(Passage to read begins)
For overseas dentists, corporates often provide a defined entry point, bringing fresh skills and perspectives into UK practices. This is changing the way people think about a career in dentistry – broader, more sustainable, and with opportunities for growth that once didn’t exist.
There is also real potential to shift the make-up of dental leadership. Larger organisations have the ability to embed inclusive recruitment and development strategies, ensuring more diverse representation at senior levels.
That matters, because dentistry should reflect the communities it serves – not only in patient care, but in the voices shaping its future.
Perceptions of corporate dentistry are evolving. Once seen as impersonal and ‘one-size-fits-all’, the model is increasingly understood as flexible, patient-centred, and supportive of clinicians when done well. Independent practices will always have an important place, but corporates are now a permanent feature of the profession, shaping its direction and raising expectations.
The question isn’t whether corporate dentistry is the future – it is already here. The challenge now is to ensure it grows in a way that protects autonomy, values diversity, and keeps patient care at the heart of everything we do.
What to watch over the next five years – Ian Gordon
Will UDAs be reshaped or supplemented by access/prevention metrics? Expect ICB‑level pilots and variation, however, ICBs are constrained by central government demands for 50% cuts in their workforce.
Some are considering the previously impossible: given the economic situation and the fact that NHS dentistry is not funded to deliver care to 100% of the population, the government might define the scope of care to match its election pledges regarding access to urgent care and prevention.
Some honesty in this area would help, and the profession will find a solution to continue to care for those the NHS deems ‘not needing regular NHS care’, certainly not on a six‑month recall basis.
(Passage to read ends)
Activities —
1. In the passage on corporate dentistry, what share of their workforce are ICBs being told by central government to cut?
2. Transcribe the passage on corporate dentistry from "That matters, because" up to and including "everything we do.".
3. Does each statement agree with the passage on corporate dentistry? Answer yes or no for each, and quote the words that decide it.
(a) Corporate dentistry was once seen as impersonal.
(b) NHS dentistry is funded to deliver care to the whole population.
(c) Independent practices will soon have no place in the profession.
(Provided data begins)
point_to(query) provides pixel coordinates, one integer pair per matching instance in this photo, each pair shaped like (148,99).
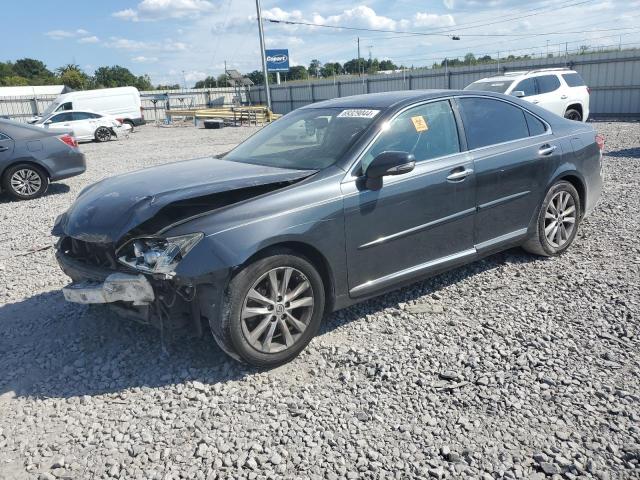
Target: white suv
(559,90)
(Provided data ends)
(Provided data begins)
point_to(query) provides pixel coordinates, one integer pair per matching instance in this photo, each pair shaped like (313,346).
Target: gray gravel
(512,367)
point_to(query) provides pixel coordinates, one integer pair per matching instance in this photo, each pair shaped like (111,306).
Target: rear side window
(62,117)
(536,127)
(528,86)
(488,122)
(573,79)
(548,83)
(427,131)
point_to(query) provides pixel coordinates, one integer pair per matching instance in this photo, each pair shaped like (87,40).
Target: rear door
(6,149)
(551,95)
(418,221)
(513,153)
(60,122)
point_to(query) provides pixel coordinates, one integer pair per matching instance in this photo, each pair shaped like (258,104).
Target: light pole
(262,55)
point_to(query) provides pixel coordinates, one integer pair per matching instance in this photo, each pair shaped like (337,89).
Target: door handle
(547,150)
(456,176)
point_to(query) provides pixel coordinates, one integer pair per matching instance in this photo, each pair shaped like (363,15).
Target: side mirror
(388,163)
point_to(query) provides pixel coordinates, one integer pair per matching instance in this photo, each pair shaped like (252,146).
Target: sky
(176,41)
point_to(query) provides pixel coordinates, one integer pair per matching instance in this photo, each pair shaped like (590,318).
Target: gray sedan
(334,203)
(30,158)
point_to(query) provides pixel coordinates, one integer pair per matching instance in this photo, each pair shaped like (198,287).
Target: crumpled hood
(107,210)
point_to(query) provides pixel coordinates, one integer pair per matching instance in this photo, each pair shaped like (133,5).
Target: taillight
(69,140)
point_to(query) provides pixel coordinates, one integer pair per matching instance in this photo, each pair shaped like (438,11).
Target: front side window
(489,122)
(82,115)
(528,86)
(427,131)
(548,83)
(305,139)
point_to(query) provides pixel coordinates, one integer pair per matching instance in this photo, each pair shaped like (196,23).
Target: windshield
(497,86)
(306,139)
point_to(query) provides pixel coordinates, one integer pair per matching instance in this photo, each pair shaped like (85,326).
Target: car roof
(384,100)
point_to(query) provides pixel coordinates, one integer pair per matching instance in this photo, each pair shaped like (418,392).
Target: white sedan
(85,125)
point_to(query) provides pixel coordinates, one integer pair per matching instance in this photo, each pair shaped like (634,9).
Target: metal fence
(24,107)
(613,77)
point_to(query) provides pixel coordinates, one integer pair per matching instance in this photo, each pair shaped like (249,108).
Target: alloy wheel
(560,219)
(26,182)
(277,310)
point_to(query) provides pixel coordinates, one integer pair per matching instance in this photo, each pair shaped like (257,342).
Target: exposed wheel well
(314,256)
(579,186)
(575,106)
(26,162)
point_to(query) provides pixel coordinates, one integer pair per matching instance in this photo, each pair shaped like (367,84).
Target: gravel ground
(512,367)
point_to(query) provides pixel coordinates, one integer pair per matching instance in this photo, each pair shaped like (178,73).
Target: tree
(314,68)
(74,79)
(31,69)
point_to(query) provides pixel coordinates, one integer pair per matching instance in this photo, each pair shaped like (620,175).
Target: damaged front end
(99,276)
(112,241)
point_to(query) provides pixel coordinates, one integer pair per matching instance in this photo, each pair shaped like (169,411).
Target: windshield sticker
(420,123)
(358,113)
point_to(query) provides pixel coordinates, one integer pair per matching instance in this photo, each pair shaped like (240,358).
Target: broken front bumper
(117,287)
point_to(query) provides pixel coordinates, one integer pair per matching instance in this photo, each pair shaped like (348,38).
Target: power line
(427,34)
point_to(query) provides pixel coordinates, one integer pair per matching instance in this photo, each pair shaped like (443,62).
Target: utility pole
(Provided data ends)
Exercise responses —
1. 50%

2.
That matters, because dentistry should reflect the communities it serves – not only in patient care, but in the voices shaping its future.
Perceptions of corporate dentistry are evolving. Once seen as impersonal and ‘one-size-fits-all’, the model is increasingly understood as flexible, patient-centred, and supportive of clinicians when done well. Independent practices will always have an important place, but corporates are now a permanent feature of the profession, shaping its direction and raising expectations.
The question isn’t whether corporate dentistry is the future – it is already here. The challenge now is to ensure it grows in a way that protects autonomy, values diversity, and keeps patient care at the heart of everything we do.

3.
(a) Yes: "Once seen as impersonal and ‘one-size-fits-all’"
(b) No: "NHS dentistry is not funded to deliver care to 100% of the population"
(c) No: "Independent practices will always have an important place"